Reproduce all of the data exactly.

* Dataset excerpts:
• • • • •
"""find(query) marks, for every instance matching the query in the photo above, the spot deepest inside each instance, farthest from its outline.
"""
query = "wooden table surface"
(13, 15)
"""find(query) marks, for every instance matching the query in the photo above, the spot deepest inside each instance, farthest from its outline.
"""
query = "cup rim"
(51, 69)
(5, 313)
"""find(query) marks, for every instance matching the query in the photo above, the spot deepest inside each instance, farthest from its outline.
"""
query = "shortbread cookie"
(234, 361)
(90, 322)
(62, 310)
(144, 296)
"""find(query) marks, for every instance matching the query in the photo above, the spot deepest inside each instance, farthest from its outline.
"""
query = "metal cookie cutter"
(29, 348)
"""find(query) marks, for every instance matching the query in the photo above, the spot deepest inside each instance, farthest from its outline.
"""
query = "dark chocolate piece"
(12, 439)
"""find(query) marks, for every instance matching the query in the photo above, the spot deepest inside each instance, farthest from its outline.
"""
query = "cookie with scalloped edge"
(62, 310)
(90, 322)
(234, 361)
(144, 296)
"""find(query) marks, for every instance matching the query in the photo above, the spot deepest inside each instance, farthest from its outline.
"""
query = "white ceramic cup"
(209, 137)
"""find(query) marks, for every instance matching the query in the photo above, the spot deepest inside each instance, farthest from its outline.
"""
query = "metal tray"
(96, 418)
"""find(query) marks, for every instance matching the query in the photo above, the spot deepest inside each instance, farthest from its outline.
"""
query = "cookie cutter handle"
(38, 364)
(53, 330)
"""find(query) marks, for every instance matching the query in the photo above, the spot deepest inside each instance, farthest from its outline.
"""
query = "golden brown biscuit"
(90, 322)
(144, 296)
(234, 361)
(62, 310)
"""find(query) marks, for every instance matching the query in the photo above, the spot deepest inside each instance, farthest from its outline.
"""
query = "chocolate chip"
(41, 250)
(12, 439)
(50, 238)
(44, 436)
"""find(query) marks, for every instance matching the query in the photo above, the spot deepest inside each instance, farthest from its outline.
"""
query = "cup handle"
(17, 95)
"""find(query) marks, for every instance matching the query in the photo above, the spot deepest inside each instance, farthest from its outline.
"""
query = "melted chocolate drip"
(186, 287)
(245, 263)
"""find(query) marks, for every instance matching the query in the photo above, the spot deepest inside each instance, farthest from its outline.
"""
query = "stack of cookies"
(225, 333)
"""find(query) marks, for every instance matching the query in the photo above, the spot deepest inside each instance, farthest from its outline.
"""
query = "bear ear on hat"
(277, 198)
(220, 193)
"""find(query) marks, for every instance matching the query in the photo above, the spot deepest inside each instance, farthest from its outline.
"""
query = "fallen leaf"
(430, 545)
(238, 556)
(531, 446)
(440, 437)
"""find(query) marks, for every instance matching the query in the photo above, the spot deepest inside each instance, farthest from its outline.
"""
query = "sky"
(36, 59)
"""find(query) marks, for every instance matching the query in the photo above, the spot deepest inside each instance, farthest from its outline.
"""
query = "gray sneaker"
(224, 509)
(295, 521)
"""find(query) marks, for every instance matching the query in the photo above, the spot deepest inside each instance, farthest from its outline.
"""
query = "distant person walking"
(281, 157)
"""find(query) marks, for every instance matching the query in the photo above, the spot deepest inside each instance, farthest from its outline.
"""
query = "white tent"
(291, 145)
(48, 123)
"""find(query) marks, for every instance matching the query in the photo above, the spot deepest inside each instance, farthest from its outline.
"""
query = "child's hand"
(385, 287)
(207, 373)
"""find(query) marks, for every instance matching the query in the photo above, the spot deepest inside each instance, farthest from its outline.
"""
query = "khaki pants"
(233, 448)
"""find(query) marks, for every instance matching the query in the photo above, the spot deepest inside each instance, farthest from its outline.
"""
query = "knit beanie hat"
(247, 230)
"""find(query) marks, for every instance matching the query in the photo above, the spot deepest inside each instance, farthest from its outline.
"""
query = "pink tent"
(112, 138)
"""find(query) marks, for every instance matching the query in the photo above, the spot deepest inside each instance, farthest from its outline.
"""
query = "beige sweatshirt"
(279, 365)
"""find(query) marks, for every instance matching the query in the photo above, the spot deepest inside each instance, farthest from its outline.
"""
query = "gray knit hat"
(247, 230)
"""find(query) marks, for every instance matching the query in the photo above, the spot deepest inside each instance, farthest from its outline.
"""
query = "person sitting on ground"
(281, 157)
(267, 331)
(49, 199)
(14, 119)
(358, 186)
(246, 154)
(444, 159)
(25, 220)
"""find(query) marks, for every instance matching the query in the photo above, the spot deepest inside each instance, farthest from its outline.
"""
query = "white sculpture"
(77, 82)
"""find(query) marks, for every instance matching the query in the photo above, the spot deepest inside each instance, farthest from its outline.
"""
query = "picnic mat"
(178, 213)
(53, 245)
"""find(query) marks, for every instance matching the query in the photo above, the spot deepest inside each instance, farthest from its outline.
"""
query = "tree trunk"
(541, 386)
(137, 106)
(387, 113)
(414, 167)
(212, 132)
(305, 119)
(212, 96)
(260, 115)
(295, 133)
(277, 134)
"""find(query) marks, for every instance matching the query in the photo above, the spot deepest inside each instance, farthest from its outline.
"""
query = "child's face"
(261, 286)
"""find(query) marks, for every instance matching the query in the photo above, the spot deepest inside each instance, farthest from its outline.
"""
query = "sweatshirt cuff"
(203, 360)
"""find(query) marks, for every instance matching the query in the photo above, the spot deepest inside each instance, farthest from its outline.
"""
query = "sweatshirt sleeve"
• • • • •
* Solution to the exercise:
"""find(query) marks, for every instance matching the query in the photo above, the spot deepest inside each instance, farthest from its outline.
"""
query = "wooden table surface"
(13, 15)
"""find(query) marks, for every instance matching the query in the photo above, the spot deepest inside each instance, farthest from its outline.
"""
query = "cup rim"
(51, 69)
(5, 313)
"""find(query) marks, for every instance matching the query in the photo above, the spot deepest inside each instance, farthest from its outline.
"""
query = "shortbread cookie"
(234, 361)
(90, 322)
(62, 310)
(144, 296)
"""find(query) marks, for every instance matching the query in the photo above, the spot deepest inside each instance, farthest from its outline.
"""
query = "metal cookie cutter"
(29, 348)
"""find(query) marks, for every instance matching the query in the photo above, the spot deepest inside each instance, farthest from its outline.
"""
query = "dark chocolate piece"
(12, 439)
"""find(query) marks, for every instance matching the query in the photo above, the spot deepest inside each instance, farthest from its outline.
"""
query = "cookie with scalloped edge"
(62, 310)
(90, 322)
(234, 361)
(144, 296)
"""find(query) marks, for every instance matching the query in the photo above, the spot deepest inside each instance, farthest from its outline.
"""
query = "white ceramic cup"
(209, 137)
"""find(query) marks, for every instance matching the query in the photo above, the spot deepest inside each instance, farthest from its outline.
"""
query = "metal tray"
(96, 418)
"""find(query) marks, for every instance matching the query in the photo above, the spot deepest inside each instance, farthest from its outline.
"""
query = "cookie cutter handle"
(38, 364)
(53, 330)
"""find(query) marks, for every instance matching the query in the photo above, the spot deepest inside each instance, farthest from its outline.
"""
query = "golden brown biscuit"
(90, 322)
(144, 296)
(234, 361)
(62, 310)
"""find(query) marks, for every instance matching the query in the photo above, the spot deepest inside each instance, farthest from its outline.
"""
query = "chocolate chip"
(41, 250)
(12, 439)
(50, 238)
(44, 436)
"""find(query) marks, for every instance matching the query in the photo above, the spot deepest inside each instance, farthest from its outline.
"""
query = "cup handle"
(17, 95)
"""find(query) marks, for every instance matching the query in the photo above, the spot deepest inside each instance, farthest from its outline.
"""
query = "melted chocolate drip"
(186, 287)
(245, 263)
"""find(query) marks, for every instance matching the query in the photo above, the spot deepest inside each instance, farthest from its outline.
"""
query = "stack of cookies"
(225, 333)
"""find(query) marks, for every instance matching the query in the photo above, the spot deepest inside each instance, farthest from its outline.
"""
query = "bear ear on hat"
(277, 198)
(220, 193)
"""find(query) marks, for every instance matching the query in the photo above, the spot deepest inside each instance, farthest from its outline.
"""
query = "fallen leaf"
(430, 545)
(238, 556)
(531, 446)
(440, 437)
"""find(query) marks, for every instance matching the query in the photo above, the spot deepest inside each instance, farthest from its outline.
"""
query = "sky"
(36, 59)
"""find(query) marks, for every instance matching the query in the photo above, the spot deepest inside each instance, farthest from its outline.
"""
query = "gray sneaker"
(224, 509)
(295, 521)
"""find(query) marks, for every instance matching the query in the photo above, the spot deepest inside each instance, farthest from its outline.
"""
query = "distant person walking"
(281, 157)
"""find(query) marks, for every instance matching the query in the photo above, the spot deepest inside each instance, farthest from its outline.
"""
query = "white tent"
(291, 145)
(48, 123)
"""find(query) marks, for every instance matching the query in the photo above, the spot deepest inside each instance, farthest from its outline.
"""
query = "child's hand"
(385, 287)
(207, 373)
"""find(query) marks, for every instance matching the query in the photo above, the spot deepest inside each instance, farthest from its outline.
"""
query = "khaki pants"
(233, 448)
"""find(query) marks, for every instance matching the query in the photo above, the spot deepest inside each instance, farthest from its outline.
"""
query = "knit beanie hat"
(247, 230)
"""find(query) marks, for every instance matching the query in the photo above, the spot deepest inside each instance, farthest from its outline.
"""
query = "pink tent"
(112, 138)
"""find(query) marks, for every instance matching the query in the photo above, the spot deepest inside each instance, farthest from its outline.
"""
query = "beige sweatshirt"
(279, 365)
"""find(query) marks, for every instance matching the query in the photo above, the spot deepest inside each instance, farthest from its outline.
"""
query = "gray knit hat"
(247, 230)
"""find(query) marks, for every instance matching the query in the photo above, the spot deepest inside each instance, farthest from its outline.
"""
query = "person sitting on ground"
(281, 157)
(267, 331)
(49, 199)
(14, 119)
(358, 186)
(246, 154)
(444, 159)
(25, 220)
"""find(query) marks, for every instance matching the query in the photo above, the spot deepest inside each instance, farthest from its outline.
"""
query = "white sculpture"
(77, 82)
"""find(query) marks, for every instance matching the query in the photo above, the spot deepest inside each instance, farthest from its outline.
"""
query = "picnic mat"
(178, 213)
(53, 245)
"""find(query) marks, for every instance matching the query in the photo above, the spot deepest inside each instance, farthest from its outline.
"""
query = "tree trunk"
(541, 386)
(137, 106)
(387, 113)
(414, 167)
(212, 132)
(305, 119)
(212, 96)
(260, 115)
(295, 133)
(277, 134)
"""find(query) marks, for every instance matching the query in the photo above, the spot deepest inside each instance, farthest from its outline.
"""
query = "child's face"
(261, 286)
"""find(query) marks, for every instance matching the query in the photo above, the spot deepest inside each instance, farthest from its outline.
"""
query = "sweatshirt cuff"
(203, 360)
"""find(query) marks, for every instance matching the query in the photo above, the spot deepest inside each instance, farthest from its outline.
"""
query = "sweatshirt sleeve"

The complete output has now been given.